# WHAT NEEDS TO BE DONE
Reproduce the listing below line for line, changing nothing.
···
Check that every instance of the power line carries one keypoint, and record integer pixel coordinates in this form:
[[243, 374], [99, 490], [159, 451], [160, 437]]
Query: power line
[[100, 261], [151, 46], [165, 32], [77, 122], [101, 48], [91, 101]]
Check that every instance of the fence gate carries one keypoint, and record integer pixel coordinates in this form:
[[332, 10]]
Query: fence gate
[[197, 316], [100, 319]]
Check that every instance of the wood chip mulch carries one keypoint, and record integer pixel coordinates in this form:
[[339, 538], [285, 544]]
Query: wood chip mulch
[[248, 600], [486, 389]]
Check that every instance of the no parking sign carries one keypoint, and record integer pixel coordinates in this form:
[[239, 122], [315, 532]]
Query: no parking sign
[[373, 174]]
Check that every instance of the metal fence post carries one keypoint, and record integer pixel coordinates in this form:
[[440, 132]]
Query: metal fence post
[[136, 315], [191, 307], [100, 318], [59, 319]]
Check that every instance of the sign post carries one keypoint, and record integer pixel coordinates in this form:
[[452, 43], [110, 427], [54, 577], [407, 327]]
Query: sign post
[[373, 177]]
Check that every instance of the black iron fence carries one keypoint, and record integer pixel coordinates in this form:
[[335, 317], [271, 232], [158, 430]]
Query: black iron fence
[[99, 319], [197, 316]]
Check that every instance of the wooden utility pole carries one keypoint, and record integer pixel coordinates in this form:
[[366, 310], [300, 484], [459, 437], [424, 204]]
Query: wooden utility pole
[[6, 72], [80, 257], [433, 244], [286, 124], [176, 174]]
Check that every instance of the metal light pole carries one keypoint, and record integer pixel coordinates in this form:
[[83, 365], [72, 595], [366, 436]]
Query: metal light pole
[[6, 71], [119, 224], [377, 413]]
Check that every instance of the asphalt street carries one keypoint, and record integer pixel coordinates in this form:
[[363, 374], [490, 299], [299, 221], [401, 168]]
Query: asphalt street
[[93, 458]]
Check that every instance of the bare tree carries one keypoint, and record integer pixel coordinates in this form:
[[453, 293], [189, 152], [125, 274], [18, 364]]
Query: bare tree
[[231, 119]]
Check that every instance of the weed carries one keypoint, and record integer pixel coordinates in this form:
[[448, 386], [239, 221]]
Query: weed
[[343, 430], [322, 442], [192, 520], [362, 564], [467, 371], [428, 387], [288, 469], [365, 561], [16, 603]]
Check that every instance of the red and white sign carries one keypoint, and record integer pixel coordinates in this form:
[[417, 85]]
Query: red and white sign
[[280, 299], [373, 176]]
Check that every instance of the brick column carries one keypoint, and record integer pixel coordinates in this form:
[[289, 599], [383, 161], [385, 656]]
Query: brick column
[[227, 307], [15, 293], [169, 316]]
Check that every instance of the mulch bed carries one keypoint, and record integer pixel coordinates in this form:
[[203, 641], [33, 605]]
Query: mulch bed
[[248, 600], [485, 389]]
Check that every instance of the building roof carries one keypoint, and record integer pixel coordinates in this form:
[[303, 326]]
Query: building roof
···
# TASK OUTPUT
Check that every instance of the power line carries one keypoint, and record integer pixel coordinates in this form:
[[243, 374], [99, 490], [159, 451], [160, 437]]
Query: power line
[[100, 261], [151, 46], [165, 32], [77, 122], [101, 48], [91, 101]]
Check that every instance of the fence gate carries one keypoint, and record integer pixel coordinates in this form:
[[332, 10]]
Query: fence gate
[[197, 316], [100, 319]]
Check that every instance of the wood chip mulch carries one keypoint, and record integer pixel coordinates in this form:
[[339, 538], [285, 544]]
Query: wood chip mulch
[[248, 600], [486, 389]]
Check that every instance of the no parking sign carries one keypoint, and record integer pixel coordinates in this form:
[[239, 122], [315, 532]]
Query: no parking sign
[[373, 174]]
Check that every instance of the metal fence post carries one keypoint, and record integer pixel coordinates in this form:
[[440, 132]]
Query: metal fence post
[[136, 315], [191, 307], [100, 318], [59, 319]]
Check that every instance of the sign post carries one keypoint, and record integer pixel coordinates in this form:
[[452, 43], [110, 427], [54, 577], [407, 327]]
Query: sign post
[[373, 177]]
Check that every instance of the black iron fence carries one keypoint, and record integer pixel coordinates in this form:
[[335, 317], [271, 232], [158, 430]]
Query: black iron fence
[[99, 319], [197, 316]]
Check that every instance of the wooden utility pole carries one keypoint, and record integer pixel coordinates in this form:
[[366, 310], [300, 484], [459, 437], [424, 204]]
Query: wooden utility pole
[[6, 72], [80, 257], [433, 244], [286, 124], [176, 174]]
Check that every instance of the metal light pole carries one keypoint, and record integer pixel coordinates in this form:
[[83, 365], [72, 595], [366, 436]]
Query: metal light pole
[[6, 71], [119, 224], [377, 413]]
Check that every instance of the asphalt street carries one keypoint, and record integer pixel coordinates in this form:
[[363, 374], [490, 299], [299, 221], [401, 168]]
Query: asphalt street
[[93, 458]]
Check that every instance of the bare tree carries one keypoint, and record integer pixel coordinates in this form:
[[453, 293], [189, 152], [125, 274], [18, 364]]
Query: bare tree
[[231, 119]]
Check that every instance of the weed carries one keypoint, and record integer pixel coordinates in this form:
[[448, 386], [239, 221]]
Query: weed
[[343, 430], [322, 442], [192, 520], [362, 564], [467, 371], [428, 387], [288, 469], [365, 561], [16, 603]]
Check that every instance of the red and white sign carries one keypoint, and record integer pixel coordinates in this form:
[[417, 85]]
Query: red and white sign
[[280, 299], [373, 176]]
Check that every instance of the brick column carries one keypoint, and record integer pixel coordinates in this form:
[[289, 599], [383, 161], [385, 656]]
Query: brick column
[[227, 307], [15, 293], [169, 316]]
Check that every instance of the mulch bed carries one keypoint, and record integer pixel coordinates in this form:
[[203, 641], [33, 605]]
Query: mulch bed
[[248, 600], [485, 389]]
Check that every instance of the building roof carries one keypoint, and record integer pixel coordinates in this form:
[[303, 326]]
Query: building roof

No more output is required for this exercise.